[Start Document segment]

Todd Haynes’s postmodern take on 1950s melodrama is crystallized in his film Carol, with its nod to Douglas Sirk’s production style, as well as the narrative focus on the relationship dynamics of queer characters.
Carol tells the story of a romance between Carol Aird (Cate Blanchett), and Therese Belivet (Rooney Mara). The women cross paths in a department store at a time in their lives when both their heterosexual relationships are at a point of instability; Carol is going through a divorce, and Therese is unsure of her commitment to her boyfriend. They quickly become friends and then lovers, a relationship that is complicated by the social strictures of the 1950s middle-class lifestyle. The film maintains elements of classic 1950s melodramas, but Haynes queers the generic conventions, particularly with respect to the symbolic function of cars, allowing Carol to be included in the queer melodramatic canon.
Carol and Therese develop their relationship in spaces outside of the family home and instead find respite in cars. By appropriating the traditionally masculine symbol of a car as their queer safe space, Carol and Therese’s relationship evades and toys with the dominant patriarchal gaze. The car in Carol functions as a physical safe space in which the women are able to foster a queer relationship, outside of the social institutions that govern their behavior. Working within the boundaries of a 1950s melodrama, Carol communicates the creation of a positive queer relationship between the protagonists, despite the historical social taboos in place. Todd Haynes has co-opted the traditionally masculine symbol of a car, and made a space and time that foster the cultivation of a positive homosexual relationship.
Of common concern within queer and feminist film theory is the ever-present objectifying male gaze. Made famous by Laura Mulvey, the concept of visually objectifying the cinematic has found its way from the realm of scholarship to pop culture. Judith Halberstam expands Mulvey’s thesis to encompass queer characters by observing that their presence in a narrative “[functions] only to confirm the rightness of heterosexual object choice” due to their sexuality being bound up with questionable moral character and reinforcing the heteropatriarchy. Audiences tend to want to be comfortable, and achieve it through the “othering” of non-normative bodies/sexualities via visual objectification. Carol and Therese can subvert the dominant gazes of the on screen and spectating heterosexual male by escaping society into the car, and later by being obscured by the car’s structure.
In film, cars traditionally function as vehicles for heterosexual encounters and are bound up in their owner’s identity. The woman visually associated with the automobile is categorized according to her performance as an erotic object for the heterosexual male gaze. The most common of these is the woman as potential penetrated object, interacting with the car in a sexual manner, as in the case of Mikaela from Transformers, or the girls in the car wash scene in Bring it On. The other major role features the woman as a proxy man, wherein the car becomes her active, penetrative device, such as the case of the hypersexual and aggressive Marylee in Written on the Wind. Marylee’s ostentatious personality is reflected in her bright red convertible that she uses to literally pick up potential romantic partners. Automobiles act as a metaphoric phallus, an object connoting with penetration and patriarchal sexual dominance, erasing the passivity associated with feminine performance. In Carol, cars play an intrinsic role in Carol and Therese’s romantic relationship, but with nuances that succeed in conveying a queer narrative above all.

[End Document segment]
[Start Records shown]

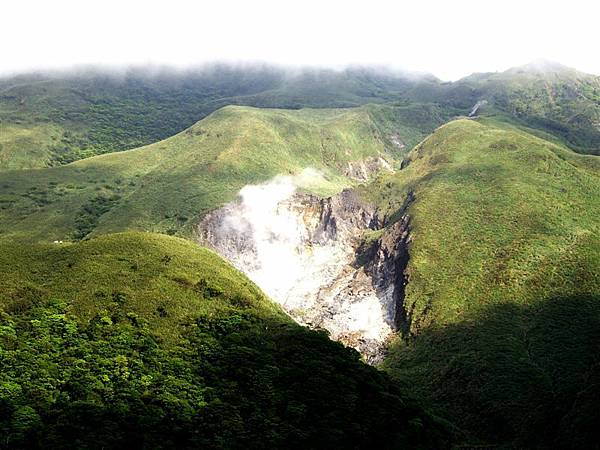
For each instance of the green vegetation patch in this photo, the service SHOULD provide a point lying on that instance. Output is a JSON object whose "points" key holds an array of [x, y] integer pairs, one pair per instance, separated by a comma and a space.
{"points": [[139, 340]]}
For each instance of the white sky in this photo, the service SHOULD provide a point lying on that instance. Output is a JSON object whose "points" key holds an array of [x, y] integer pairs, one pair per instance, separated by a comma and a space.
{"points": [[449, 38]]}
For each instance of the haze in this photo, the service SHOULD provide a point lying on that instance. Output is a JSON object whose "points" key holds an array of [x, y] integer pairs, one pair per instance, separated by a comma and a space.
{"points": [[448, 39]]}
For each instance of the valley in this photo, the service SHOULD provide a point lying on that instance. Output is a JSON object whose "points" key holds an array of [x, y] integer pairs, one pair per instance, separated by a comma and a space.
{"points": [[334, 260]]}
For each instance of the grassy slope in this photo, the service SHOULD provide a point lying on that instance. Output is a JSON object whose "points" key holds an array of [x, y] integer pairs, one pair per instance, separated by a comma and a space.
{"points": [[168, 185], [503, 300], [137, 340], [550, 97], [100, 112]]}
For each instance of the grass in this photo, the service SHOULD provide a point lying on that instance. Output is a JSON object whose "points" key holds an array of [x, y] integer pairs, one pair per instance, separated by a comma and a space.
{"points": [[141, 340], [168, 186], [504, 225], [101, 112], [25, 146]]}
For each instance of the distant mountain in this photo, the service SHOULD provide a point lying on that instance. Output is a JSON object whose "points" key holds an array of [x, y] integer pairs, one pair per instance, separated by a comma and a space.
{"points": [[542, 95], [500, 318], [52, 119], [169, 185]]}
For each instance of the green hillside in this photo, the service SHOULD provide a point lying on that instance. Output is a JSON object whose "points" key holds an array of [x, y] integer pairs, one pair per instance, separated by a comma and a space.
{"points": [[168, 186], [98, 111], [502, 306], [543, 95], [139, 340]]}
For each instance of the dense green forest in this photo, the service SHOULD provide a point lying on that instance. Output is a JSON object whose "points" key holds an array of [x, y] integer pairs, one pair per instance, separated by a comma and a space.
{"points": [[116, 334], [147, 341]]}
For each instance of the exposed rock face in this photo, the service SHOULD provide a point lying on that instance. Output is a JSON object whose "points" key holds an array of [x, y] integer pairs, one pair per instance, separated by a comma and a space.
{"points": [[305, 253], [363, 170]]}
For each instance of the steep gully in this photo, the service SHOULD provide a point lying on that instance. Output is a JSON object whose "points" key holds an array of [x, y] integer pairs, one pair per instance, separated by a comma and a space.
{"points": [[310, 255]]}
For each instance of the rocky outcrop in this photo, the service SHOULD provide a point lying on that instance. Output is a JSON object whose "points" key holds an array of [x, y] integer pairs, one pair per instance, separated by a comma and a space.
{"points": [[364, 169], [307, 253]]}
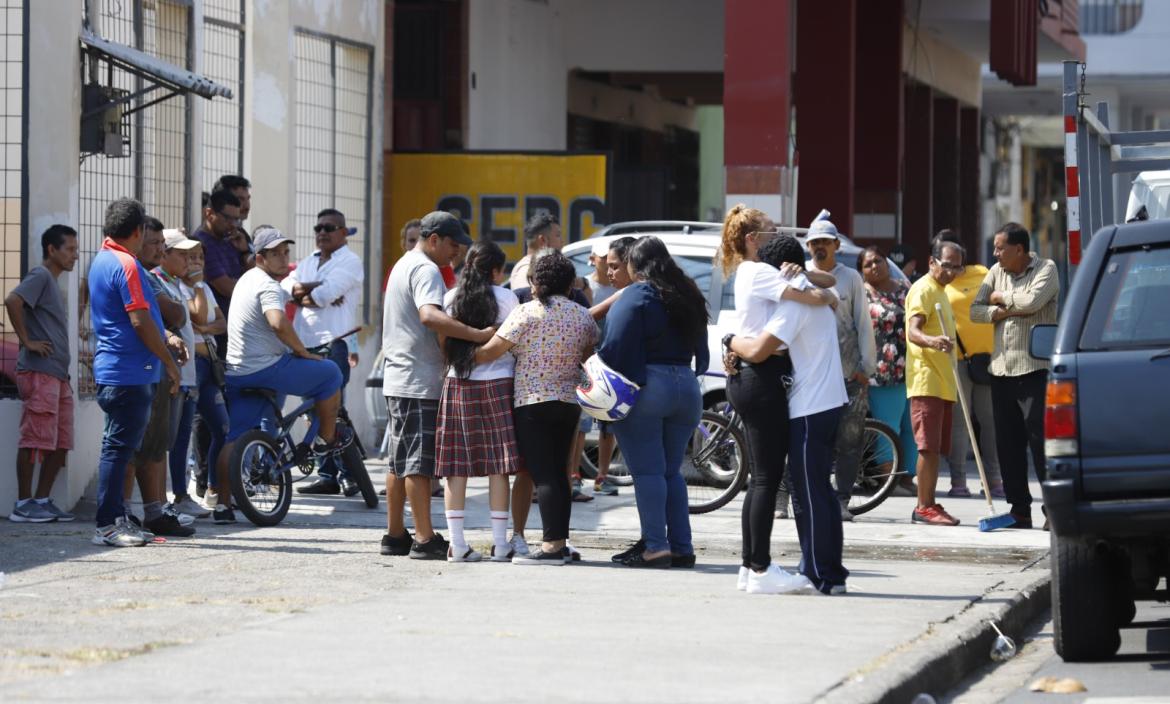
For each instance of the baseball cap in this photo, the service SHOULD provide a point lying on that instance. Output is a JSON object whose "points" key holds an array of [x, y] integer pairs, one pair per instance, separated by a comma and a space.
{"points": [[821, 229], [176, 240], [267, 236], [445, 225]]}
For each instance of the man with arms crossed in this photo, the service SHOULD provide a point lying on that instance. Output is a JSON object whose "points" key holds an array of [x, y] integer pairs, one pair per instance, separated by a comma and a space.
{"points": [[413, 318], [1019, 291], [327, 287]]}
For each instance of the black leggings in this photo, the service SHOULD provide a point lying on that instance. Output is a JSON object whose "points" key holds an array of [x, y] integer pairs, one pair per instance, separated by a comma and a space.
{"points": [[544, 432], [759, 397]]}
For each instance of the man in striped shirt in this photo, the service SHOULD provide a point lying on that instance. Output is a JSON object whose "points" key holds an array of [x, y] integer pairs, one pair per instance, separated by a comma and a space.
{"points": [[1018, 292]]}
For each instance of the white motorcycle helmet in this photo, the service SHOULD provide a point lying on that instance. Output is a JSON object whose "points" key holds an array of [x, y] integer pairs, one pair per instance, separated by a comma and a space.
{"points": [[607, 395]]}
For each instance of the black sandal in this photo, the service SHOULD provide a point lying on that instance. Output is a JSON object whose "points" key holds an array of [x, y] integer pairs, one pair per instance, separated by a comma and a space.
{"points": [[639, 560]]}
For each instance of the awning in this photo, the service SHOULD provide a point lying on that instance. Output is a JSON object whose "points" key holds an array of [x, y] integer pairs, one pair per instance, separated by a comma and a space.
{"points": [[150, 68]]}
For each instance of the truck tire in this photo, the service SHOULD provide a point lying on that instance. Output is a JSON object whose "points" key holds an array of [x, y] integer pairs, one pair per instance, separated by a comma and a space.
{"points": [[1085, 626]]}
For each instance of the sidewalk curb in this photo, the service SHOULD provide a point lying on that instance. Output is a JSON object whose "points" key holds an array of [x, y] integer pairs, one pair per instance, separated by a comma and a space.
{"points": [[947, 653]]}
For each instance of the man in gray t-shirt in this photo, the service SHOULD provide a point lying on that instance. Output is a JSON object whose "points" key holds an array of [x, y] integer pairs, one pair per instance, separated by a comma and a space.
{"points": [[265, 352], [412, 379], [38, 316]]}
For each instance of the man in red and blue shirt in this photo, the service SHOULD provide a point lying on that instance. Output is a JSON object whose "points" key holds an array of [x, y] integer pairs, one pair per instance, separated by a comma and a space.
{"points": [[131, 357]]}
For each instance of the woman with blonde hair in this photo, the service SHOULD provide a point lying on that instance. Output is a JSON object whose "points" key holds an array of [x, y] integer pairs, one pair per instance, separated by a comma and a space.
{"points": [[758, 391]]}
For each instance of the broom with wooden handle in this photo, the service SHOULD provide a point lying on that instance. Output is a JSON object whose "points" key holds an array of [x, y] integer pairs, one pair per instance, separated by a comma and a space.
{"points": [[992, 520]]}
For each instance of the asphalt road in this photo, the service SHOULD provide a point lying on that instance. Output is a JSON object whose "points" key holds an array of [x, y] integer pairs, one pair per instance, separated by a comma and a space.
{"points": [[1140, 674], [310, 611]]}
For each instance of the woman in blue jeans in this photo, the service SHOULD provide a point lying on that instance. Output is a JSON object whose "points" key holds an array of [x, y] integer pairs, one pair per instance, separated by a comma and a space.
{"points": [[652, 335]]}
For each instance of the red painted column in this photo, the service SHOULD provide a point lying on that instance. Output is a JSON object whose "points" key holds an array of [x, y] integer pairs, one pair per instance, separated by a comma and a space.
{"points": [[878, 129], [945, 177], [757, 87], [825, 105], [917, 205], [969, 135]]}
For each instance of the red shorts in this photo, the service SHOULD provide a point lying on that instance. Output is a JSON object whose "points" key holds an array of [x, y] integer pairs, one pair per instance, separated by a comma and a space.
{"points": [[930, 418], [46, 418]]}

[End Records shown]

### Exercise description
In the essay about Carol, what is Carol going through when she and Therese meet in the department store? Rely only on the essay about Carol for what comes next, not on the rows.

### Exercise response
Carol is going through a divorce.